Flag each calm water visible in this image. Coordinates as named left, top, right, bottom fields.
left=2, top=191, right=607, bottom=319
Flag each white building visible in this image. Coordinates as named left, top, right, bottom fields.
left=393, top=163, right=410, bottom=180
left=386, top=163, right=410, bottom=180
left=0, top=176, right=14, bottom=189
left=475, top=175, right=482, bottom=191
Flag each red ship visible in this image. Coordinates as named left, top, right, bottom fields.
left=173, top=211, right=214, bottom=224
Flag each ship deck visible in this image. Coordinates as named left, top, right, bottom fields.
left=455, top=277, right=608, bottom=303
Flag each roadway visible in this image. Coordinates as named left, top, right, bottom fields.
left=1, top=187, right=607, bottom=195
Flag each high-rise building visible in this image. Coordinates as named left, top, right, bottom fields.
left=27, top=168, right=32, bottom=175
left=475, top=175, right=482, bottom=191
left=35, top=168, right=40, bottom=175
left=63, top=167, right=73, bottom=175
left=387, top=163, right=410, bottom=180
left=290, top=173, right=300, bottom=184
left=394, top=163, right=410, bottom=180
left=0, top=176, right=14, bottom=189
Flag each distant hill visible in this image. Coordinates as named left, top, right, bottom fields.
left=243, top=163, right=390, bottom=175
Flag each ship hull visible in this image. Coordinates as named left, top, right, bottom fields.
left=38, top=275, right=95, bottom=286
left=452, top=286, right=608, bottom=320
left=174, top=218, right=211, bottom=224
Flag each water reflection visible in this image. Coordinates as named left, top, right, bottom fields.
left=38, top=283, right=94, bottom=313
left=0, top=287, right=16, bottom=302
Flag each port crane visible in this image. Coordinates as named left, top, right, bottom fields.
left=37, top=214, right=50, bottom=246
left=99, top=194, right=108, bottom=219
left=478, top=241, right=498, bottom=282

○ ○ ○ ○ ○ ○ ○

### Action item
Once more and in full, please write out the listing above exactly.

### Exercise response
Flag each calm water visible in this image. Coordinates as named left, top, right, bottom fields.
left=2, top=191, right=607, bottom=319
Flag each white building visible in this image. Coordinates as named left, top, right, bottom fields.
left=393, top=163, right=410, bottom=180
left=386, top=163, right=410, bottom=180
left=0, top=176, right=14, bottom=189
left=475, top=175, right=482, bottom=191
Flag each red ship visible in this image. Coordinates as named left, top, right, bottom fields.
left=173, top=211, right=214, bottom=224
Flag each ship deck visible in this image. Coordinates as named left, top, right, bottom fields.
left=455, top=277, right=608, bottom=303
Flag each roadway visible in this image. Coordinates as named left, top, right, bottom fields.
left=1, top=187, right=607, bottom=195
Flag each high-rise building visible in this image. Coordinates as named left, top, right, bottom fields.
left=27, top=168, right=32, bottom=175
left=475, top=175, right=482, bottom=191
left=35, top=168, right=40, bottom=175
left=63, top=167, right=73, bottom=175
left=387, top=163, right=410, bottom=180
left=290, top=173, right=300, bottom=184
left=394, top=163, right=410, bottom=180
left=0, top=176, right=14, bottom=189
Flag each distant hill visible in this image. Coordinates as named left, top, right, bottom fields.
left=243, top=163, right=390, bottom=175
Flag each ship hull visible in this image. Coordinates as named left, top, right, bottom fields.
left=38, top=275, right=95, bottom=286
left=452, top=286, right=608, bottom=320
left=174, top=218, right=211, bottom=224
Flag each water reflection visible in this image. Coordinates as named left, top, right, bottom fields.
left=38, top=283, right=94, bottom=313
left=0, top=287, right=16, bottom=302
Flag each port crane visible in this image. Coordinates as named left, top, right, bottom fields.
left=37, top=214, right=50, bottom=246
left=99, top=194, right=108, bottom=219
left=478, top=241, right=498, bottom=282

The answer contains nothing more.